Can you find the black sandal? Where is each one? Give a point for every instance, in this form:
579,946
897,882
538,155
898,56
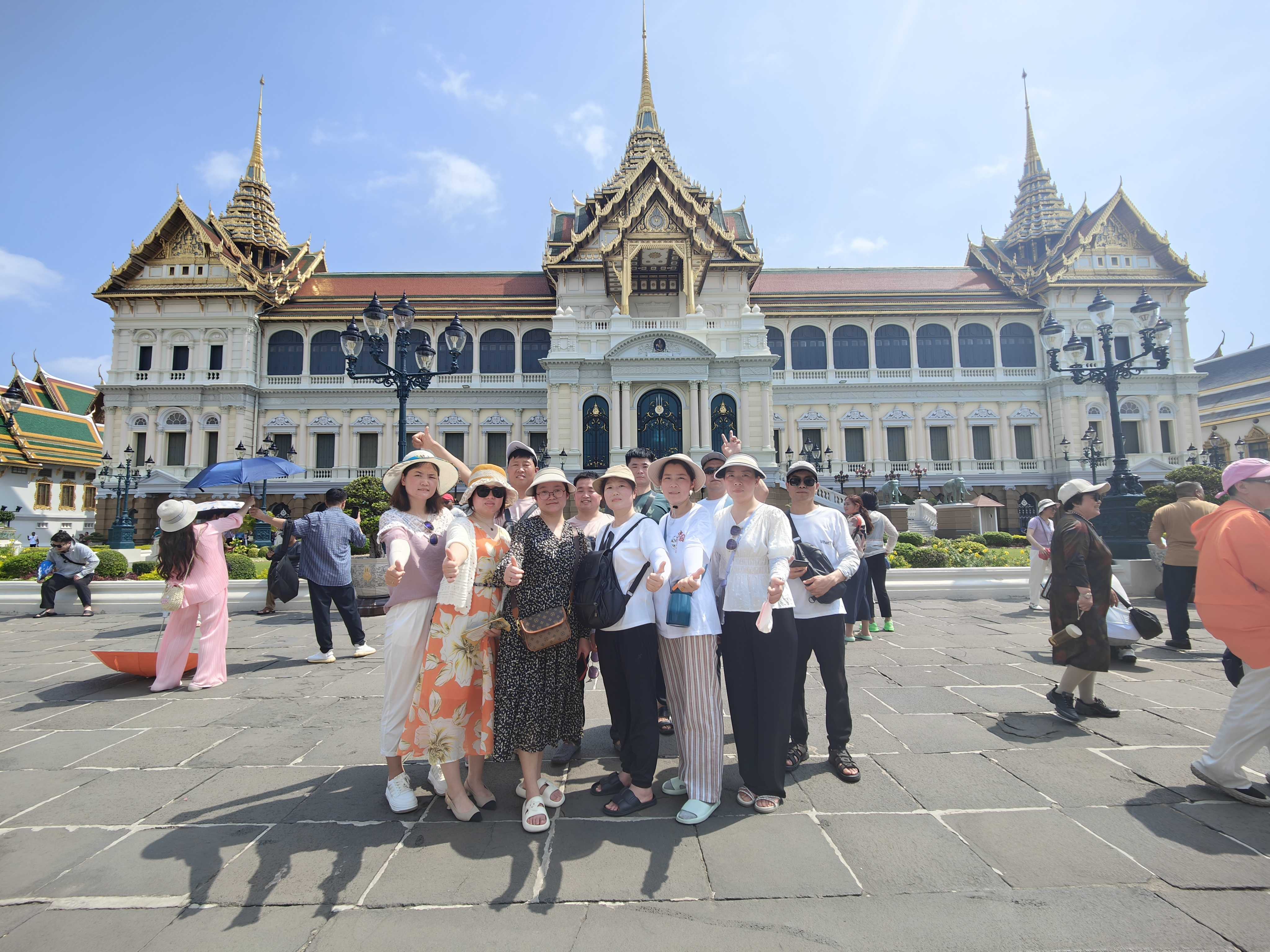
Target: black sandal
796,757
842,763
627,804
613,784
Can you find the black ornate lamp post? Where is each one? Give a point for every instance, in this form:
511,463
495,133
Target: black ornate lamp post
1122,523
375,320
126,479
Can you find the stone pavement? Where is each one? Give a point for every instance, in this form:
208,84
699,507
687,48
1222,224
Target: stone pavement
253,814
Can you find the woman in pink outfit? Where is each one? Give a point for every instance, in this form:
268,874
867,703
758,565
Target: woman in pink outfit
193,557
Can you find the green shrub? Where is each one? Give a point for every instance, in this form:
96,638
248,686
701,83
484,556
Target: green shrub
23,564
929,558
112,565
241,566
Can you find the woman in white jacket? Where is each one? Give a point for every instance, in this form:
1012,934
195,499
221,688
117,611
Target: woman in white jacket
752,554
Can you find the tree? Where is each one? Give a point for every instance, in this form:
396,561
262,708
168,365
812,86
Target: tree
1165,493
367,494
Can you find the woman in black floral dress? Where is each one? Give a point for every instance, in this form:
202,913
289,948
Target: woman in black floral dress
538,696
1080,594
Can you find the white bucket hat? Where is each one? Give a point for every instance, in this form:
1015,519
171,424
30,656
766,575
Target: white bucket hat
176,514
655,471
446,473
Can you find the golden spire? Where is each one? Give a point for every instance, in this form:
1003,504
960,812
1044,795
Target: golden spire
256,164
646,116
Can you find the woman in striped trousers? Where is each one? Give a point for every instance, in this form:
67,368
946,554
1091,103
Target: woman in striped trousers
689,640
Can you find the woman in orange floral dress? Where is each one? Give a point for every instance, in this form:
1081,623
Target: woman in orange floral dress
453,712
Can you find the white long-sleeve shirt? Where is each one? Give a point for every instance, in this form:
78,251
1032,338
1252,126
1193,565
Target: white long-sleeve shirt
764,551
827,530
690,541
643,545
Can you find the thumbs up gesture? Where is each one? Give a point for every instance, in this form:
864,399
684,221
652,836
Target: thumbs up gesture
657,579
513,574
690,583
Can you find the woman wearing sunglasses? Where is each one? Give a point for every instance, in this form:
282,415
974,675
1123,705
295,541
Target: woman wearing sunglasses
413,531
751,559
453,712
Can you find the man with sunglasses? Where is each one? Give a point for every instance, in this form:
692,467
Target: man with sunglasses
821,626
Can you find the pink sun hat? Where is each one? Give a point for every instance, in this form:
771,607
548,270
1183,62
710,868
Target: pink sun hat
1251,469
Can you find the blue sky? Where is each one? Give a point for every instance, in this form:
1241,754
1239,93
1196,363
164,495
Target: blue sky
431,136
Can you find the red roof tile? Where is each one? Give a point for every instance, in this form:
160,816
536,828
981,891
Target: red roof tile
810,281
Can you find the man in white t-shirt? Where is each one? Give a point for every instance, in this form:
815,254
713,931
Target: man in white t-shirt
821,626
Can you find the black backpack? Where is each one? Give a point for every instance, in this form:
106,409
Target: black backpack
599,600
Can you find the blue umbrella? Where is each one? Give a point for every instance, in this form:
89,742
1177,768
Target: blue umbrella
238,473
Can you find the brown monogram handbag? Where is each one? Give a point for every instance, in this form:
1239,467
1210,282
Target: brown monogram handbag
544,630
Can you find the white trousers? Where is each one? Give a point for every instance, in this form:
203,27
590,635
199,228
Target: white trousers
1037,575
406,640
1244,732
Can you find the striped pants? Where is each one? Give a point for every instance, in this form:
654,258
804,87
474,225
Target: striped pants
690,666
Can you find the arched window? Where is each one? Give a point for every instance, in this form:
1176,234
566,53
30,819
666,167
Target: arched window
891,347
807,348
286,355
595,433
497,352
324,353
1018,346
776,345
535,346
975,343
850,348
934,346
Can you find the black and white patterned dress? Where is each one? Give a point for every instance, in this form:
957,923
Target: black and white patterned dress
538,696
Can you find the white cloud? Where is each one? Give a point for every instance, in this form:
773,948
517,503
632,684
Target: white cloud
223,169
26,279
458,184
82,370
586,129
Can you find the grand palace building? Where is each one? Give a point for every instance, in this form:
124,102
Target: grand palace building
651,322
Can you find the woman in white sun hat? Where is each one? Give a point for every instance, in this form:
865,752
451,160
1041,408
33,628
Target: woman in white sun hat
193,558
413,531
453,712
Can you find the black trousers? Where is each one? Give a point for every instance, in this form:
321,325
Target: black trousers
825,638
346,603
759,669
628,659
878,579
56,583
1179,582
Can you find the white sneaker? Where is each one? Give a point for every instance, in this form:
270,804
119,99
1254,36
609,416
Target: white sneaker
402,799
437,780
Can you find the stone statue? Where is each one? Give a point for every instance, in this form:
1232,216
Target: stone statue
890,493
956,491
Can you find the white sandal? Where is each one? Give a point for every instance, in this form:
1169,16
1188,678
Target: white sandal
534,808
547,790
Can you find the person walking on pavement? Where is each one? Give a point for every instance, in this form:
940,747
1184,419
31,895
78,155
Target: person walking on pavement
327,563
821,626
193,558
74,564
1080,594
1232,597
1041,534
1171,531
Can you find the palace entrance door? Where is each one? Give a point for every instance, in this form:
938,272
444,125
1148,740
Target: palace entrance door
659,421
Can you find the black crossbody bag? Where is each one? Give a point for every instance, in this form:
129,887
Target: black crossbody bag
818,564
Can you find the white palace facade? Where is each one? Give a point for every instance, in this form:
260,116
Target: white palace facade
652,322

########

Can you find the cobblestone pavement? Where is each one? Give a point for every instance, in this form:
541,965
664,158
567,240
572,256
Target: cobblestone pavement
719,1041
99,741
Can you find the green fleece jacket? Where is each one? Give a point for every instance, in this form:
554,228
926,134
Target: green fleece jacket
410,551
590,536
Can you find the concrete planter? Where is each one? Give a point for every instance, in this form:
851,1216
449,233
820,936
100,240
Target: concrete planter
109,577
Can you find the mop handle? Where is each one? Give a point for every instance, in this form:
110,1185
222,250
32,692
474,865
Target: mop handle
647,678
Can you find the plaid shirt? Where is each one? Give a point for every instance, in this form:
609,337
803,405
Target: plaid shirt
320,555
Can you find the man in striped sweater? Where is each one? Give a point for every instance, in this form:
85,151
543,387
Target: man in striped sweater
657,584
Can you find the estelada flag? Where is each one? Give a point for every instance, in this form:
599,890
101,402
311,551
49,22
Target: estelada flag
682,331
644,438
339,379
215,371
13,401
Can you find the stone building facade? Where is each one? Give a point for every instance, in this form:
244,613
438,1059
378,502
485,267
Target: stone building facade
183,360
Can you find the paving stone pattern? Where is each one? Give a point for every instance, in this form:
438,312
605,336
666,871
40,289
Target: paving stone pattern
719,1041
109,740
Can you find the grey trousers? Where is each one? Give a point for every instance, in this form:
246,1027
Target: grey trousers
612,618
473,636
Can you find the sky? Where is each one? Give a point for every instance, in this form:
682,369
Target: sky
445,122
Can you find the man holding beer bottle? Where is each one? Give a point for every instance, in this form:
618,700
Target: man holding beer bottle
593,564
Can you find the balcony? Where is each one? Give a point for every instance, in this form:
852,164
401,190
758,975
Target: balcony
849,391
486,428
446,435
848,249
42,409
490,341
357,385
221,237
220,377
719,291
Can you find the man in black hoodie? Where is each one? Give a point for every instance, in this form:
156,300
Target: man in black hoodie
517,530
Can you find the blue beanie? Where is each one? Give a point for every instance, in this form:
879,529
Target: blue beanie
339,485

########

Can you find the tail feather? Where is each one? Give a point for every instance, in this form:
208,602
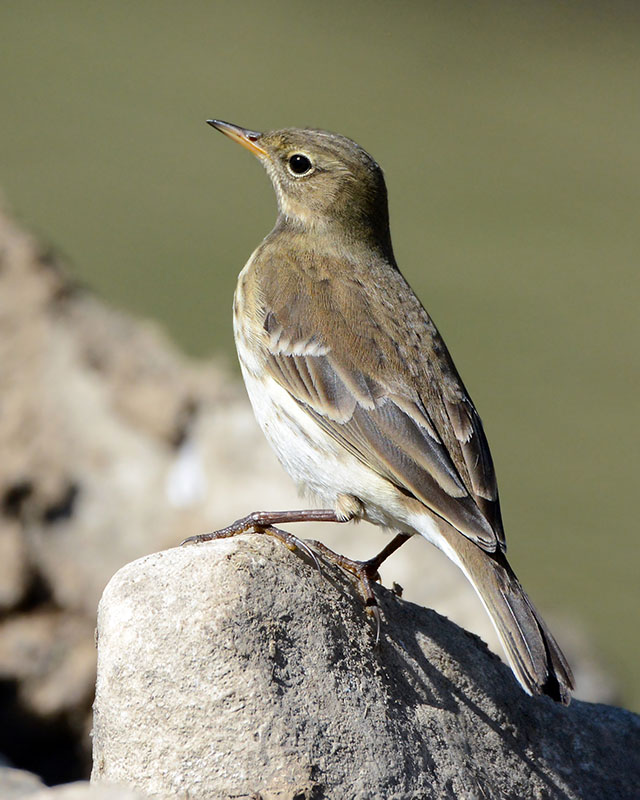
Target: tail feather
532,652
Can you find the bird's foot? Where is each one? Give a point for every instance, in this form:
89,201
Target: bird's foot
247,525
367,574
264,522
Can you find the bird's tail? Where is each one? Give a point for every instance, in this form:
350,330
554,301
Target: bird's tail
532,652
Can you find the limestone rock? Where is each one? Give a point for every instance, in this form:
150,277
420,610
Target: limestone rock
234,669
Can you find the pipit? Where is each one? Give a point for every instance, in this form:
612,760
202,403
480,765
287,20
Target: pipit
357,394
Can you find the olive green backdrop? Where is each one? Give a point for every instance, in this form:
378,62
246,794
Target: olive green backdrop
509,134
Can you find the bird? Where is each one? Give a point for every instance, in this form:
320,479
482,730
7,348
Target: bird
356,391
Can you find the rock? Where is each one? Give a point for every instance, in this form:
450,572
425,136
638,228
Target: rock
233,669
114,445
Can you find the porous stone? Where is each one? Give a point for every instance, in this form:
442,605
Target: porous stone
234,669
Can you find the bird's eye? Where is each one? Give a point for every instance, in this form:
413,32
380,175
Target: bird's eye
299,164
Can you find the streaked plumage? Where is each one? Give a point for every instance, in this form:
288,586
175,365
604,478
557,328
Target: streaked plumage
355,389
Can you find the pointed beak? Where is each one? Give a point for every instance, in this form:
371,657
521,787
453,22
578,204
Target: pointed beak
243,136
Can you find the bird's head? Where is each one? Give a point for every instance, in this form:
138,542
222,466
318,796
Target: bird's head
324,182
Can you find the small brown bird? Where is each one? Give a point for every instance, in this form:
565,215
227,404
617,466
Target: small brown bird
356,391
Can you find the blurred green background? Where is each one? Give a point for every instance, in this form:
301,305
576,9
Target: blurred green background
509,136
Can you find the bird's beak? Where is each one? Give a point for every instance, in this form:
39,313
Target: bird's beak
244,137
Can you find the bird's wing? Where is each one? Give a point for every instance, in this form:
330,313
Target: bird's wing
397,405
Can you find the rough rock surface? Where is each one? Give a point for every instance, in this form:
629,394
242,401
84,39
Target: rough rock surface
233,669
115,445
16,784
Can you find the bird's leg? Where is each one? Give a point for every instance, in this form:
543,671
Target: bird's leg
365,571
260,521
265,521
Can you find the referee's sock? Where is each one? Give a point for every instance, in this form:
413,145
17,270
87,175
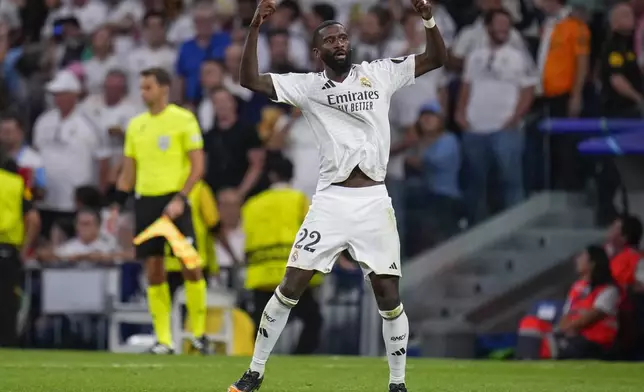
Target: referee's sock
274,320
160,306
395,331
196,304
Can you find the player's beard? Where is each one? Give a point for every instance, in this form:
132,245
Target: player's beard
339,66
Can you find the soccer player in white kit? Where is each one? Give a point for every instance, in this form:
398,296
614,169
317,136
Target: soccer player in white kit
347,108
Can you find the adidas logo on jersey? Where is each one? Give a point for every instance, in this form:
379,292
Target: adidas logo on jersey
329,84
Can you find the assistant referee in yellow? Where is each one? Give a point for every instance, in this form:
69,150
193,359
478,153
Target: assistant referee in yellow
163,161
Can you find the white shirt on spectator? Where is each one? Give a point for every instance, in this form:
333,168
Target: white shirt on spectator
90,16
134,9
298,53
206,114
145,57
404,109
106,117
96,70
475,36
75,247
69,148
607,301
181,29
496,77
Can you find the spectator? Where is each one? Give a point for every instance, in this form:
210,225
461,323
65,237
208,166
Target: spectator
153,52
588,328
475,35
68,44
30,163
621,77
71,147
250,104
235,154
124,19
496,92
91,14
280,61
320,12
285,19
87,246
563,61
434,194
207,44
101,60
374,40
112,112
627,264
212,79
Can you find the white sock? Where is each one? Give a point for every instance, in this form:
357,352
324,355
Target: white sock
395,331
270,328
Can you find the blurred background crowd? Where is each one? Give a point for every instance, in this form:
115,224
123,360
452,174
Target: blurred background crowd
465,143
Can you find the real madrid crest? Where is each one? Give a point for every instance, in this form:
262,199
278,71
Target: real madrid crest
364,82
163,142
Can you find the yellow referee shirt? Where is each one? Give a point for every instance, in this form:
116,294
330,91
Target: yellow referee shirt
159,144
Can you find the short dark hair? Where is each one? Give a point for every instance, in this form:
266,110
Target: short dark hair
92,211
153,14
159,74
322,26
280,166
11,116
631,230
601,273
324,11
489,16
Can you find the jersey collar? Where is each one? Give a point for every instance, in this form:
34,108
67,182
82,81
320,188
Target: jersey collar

########

List every line of the data above that contains the string "bucket", copying each line whole.

Can you find the white bucket hat? Where is each one? Give a point for every instance, in this form:
Target: white bucket hat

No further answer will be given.